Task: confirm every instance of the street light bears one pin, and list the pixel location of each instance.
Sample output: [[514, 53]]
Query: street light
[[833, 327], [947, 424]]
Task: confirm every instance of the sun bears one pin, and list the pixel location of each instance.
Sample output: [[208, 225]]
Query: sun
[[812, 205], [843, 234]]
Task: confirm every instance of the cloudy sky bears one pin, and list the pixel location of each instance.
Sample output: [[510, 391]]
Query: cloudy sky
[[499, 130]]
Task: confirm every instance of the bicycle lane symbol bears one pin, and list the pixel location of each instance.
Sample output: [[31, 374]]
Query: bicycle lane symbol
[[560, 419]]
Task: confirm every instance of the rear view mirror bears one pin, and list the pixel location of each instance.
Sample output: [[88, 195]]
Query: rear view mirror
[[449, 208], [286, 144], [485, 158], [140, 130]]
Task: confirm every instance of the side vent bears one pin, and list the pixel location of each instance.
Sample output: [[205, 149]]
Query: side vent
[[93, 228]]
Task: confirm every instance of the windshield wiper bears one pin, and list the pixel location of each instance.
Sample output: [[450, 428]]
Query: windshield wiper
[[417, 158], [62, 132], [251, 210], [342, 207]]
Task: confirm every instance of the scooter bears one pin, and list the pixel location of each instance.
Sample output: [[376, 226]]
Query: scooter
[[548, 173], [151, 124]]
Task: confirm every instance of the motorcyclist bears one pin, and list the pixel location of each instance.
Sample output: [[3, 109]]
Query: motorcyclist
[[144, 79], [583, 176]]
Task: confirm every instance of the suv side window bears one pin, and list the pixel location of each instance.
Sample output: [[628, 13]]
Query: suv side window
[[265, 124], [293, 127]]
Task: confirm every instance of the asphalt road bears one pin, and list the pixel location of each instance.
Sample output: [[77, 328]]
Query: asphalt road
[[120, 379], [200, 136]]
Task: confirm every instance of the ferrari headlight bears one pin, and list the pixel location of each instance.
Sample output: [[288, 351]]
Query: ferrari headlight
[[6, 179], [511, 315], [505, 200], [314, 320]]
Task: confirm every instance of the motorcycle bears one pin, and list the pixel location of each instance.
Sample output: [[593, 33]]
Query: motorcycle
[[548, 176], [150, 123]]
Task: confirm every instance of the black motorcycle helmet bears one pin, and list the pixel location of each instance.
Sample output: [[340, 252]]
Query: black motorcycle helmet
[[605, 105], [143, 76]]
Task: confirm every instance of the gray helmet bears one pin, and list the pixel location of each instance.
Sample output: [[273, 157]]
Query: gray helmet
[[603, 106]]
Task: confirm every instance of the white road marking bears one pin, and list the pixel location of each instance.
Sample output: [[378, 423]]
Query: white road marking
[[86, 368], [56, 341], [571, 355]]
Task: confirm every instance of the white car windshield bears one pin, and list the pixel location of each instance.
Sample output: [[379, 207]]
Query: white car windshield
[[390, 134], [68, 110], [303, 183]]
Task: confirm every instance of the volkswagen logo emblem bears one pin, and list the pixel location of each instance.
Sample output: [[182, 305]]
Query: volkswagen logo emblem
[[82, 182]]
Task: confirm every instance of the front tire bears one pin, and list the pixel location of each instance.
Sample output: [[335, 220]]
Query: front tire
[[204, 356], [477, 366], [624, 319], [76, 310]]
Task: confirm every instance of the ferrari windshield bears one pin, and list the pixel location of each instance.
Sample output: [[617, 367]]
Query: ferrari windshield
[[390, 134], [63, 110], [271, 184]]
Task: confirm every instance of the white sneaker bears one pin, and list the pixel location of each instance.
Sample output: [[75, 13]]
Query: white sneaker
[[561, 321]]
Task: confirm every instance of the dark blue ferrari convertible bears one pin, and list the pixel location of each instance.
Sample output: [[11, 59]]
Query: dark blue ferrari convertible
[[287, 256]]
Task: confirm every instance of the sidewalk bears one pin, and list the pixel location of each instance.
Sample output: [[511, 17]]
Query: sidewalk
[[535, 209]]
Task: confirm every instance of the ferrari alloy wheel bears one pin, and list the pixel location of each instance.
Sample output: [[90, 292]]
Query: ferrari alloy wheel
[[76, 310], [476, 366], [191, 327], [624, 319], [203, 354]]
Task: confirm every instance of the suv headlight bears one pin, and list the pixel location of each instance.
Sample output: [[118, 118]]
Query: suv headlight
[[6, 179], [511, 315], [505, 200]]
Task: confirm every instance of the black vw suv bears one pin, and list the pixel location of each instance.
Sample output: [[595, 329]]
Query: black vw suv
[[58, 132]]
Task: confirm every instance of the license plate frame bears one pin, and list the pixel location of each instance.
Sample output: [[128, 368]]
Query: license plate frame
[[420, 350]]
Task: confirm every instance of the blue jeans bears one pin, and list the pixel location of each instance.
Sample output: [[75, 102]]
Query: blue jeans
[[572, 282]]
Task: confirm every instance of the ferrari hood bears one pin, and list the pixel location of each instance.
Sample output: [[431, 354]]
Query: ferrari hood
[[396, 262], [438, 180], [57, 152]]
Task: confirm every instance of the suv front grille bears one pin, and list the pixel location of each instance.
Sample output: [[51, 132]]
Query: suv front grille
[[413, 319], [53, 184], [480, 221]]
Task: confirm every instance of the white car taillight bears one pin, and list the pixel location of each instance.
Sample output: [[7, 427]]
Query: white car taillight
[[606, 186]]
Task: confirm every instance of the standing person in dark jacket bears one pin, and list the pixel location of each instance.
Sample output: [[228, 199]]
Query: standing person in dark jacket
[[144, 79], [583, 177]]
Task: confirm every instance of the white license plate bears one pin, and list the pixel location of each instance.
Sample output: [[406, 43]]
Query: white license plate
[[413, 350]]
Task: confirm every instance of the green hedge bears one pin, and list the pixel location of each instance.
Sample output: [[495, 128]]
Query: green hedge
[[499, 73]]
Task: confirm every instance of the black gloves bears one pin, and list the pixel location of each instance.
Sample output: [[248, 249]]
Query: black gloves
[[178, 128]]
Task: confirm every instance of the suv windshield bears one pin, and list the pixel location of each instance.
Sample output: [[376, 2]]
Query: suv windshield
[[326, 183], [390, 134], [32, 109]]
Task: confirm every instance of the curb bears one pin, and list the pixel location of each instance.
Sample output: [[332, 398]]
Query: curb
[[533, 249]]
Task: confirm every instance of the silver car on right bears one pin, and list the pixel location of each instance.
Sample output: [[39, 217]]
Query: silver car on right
***
TAREA POR COMPLETAR - Reproduce sin ningún cambio cada una de las líneas de los registros anteriores, desde la primera hasta la última.

RESPUESTA -
Task: confirm every instance of the street light bears one pin, and list the pixel location of each instance.
Sample output: [[514, 53]]
Query: street light
[[833, 327], [947, 424]]
Task: confirm every instance of the sun bears one pin, and list the pixel location of each instance.
Sample output: [[208, 225]]
Query: sun
[[812, 205], [843, 234]]
Task: confirm every instance of the cloudy sky bears one pin, and list the pixel location of each instance.
Sample output: [[510, 391]]
Query: cloudy sky
[[499, 130]]
Task: confirm every instance of the bicycle lane symbol bears one pin, and list the pixel location of each instance.
Sample output: [[31, 374]]
Query: bicycle lane symbol
[[560, 419]]
Task: confirm every instance of the rear view mirror bears one pin, and list the pixel location of each instance.
Sample output: [[88, 195]]
Query: rear view mirror
[[449, 208], [286, 144], [485, 158], [140, 130]]
Task: confirm every instance of the side vent bears one pin, and list the pixel location of each instance.
Sample output: [[205, 149]]
Query: side vent
[[93, 228]]
Task: confirm every instance of the windshield wiper bears one pin, and list the pixel location of each instance.
Sample output: [[450, 428]]
Query: windshield wiper
[[417, 158], [62, 132], [251, 210], [342, 207]]
Task: confirm every instance of the scooter bears one pin, and list the pixel location of each instance.
Sample output: [[376, 226]]
Query: scooter
[[548, 173], [151, 124]]
Task: confirm every instance of the motorcyclist bears one pin, and list the pixel location of each instance.
Sample output: [[3, 109]]
Query: motorcyclist
[[144, 79], [583, 176]]
Task: confirm every instance of the suv side window bears one pin, and list the pixel location of each instance.
Sample output: [[628, 13]]
Query: suv side window
[[265, 124], [293, 127]]
Task: confirm every instance of the asphalt road bears one pin, and list the pixel location of each instance.
Sample output: [[77, 328]]
Query: asphalt road
[[120, 379], [200, 136]]
Task: confirm every instance of the ferrari headlight bears one pin, and list the pixel location of each instance.
Sample output: [[288, 351]]
Query: ferrari headlight
[[6, 179], [511, 315], [505, 200], [314, 320]]
Task: confirm every instance of the motorcycle bears one pin, and list the pixel location of each instance.
Sample output: [[593, 33]]
Query: motorcycle
[[548, 176], [150, 123]]
Task: confirm every instance of the black motorcycle helmet bears one pin, and list the pixel location of each instance.
Sample output: [[340, 252]]
Query: black motorcycle helmet
[[605, 105], [143, 76]]
Task: confirm every instance of the gray helmet bears one pin, and list the pixel location of each instance.
Sample output: [[273, 157]]
Query: gray helmet
[[603, 106]]
Task: confirm every instance of the white road marking bears one pin, and list the pixel location of each instance.
Sample output: [[378, 423]]
Query: white road marking
[[86, 368], [56, 341], [571, 355]]
Task: confirm every instance of the white car windshield bears one pin, and list the pixel location of each instance.
Sample output: [[379, 207]]
Query: white car windshield
[[390, 134], [68, 110], [303, 183]]
Task: confirm every instance of the volkswagen logo emblem bears one pin, and list the pixel location of each instance.
Sample output: [[182, 305]]
Query: volkswagen logo emblem
[[82, 182]]
Task: confirm every instance of the front tire bears one pin, and list the pixel location of each instance.
Sample output: [[335, 220]]
Query: front tire
[[204, 356], [477, 366], [624, 319], [76, 310]]
Task: confirm every instance of the ferrari windshield bears one pin, and list the pixel location of each instance.
Sample output: [[617, 367]]
Query: ferrari windshield
[[390, 134], [63, 110], [271, 184]]
Task: confirm every instance of the white sneaker bears one pin, and list the pixel location of each instance.
Sample output: [[75, 13]]
Query: white sneaker
[[561, 321]]
Task: confirm every instance of the dark blue ferrari convertible bears one pin, and list the pixel location of each instance.
Sample output: [[11, 59]]
Query: dark blue ferrari convertible
[[287, 256]]
Task: confirm every instance of the sidewalk bears one pin, and list the pixel location of each instance.
Sample output: [[511, 17]]
Query: sidewalk
[[535, 209]]
Task: confirm every instance of the ferrari alloy wheel bears one pin, and list the pixel location of each instance.
Sample output: [[90, 292]]
Query: ferrari alloy wheel
[[76, 310], [476, 366], [191, 327], [624, 319], [203, 354]]
Task: confirm every instance of the suv headlight bears one pin, and list the pixel location of each instance.
Sample output: [[118, 118]]
Query: suv headlight
[[6, 179], [511, 315], [505, 200]]
Task: confirm every instance of the black vw suv bears one pin, and list the pixel location of each instance.
Sample output: [[595, 329]]
Query: black vw suv
[[58, 132]]
Task: confirm every instance of the license plate frame bears one pin, and list the pixel location of each instance.
Sample output: [[128, 368]]
Query: license plate frame
[[420, 350]]
Task: confirm every instance of the blue jeans bears one pin, and list the pixel location of each instance.
Sample output: [[75, 102]]
Query: blue jeans
[[572, 282]]
Task: confirm every instance of the ferrari hood bears one pin, and list the pixel location of each instance.
Sample output: [[431, 354]]
Query: ferrari hood
[[396, 262], [438, 180], [57, 152]]
Task: confirm every instance of the suv front grille bears one pin, and list the pixel location of each instance.
Sample output: [[51, 132]]
Query: suv front grille
[[413, 319], [53, 184], [480, 221]]
Task: confirm every instance of the white car taillight bears one pin, and list the pixel location of each instance.
Sample output: [[7, 427]]
Query: white car taillight
[[606, 186]]
Task: confirm every instance of the standing person in dark jacket bears one pin, and list the pixel location of each instance.
Sample output: [[228, 199]]
Query: standing person in dark jacket
[[144, 79], [583, 177]]
Task: confirm every instance of the white license plate bears one pin, and list the pixel location of each instance.
Sample output: [[406, 43]]
Query: white license plate
[[413, 350]]
Task: confirm every instance of the green hedge bears one pin, and list the pixel location of each instance.
Sample output: [[495, 128]]
Query: green hedge
[[499, 73]]
Task: confirm every instance of the black gloves bears one pin, and list the pixel location of each instance.
Sample output: [[248, 249]]
Query: black gloves
[[178, 128]]
Task: confirm every instance of the suv windshield bears one pin, and list the pixel location of each instance.
Sample output: [[376, 2]]
Query: suv windshield
[[326, 183], [390, 134], [32, 109]]
Task: confirm every instance of the curb bears one pin, and list the pixel location of each instance.
Sample output: [[332, 398]]
Query: curb
[[533, 249]]
Task: confirm every instance of the silver car on right bears one pin, and list the pixel location of each instance.
Sample output: [[39, 217]]
Query: silver car on right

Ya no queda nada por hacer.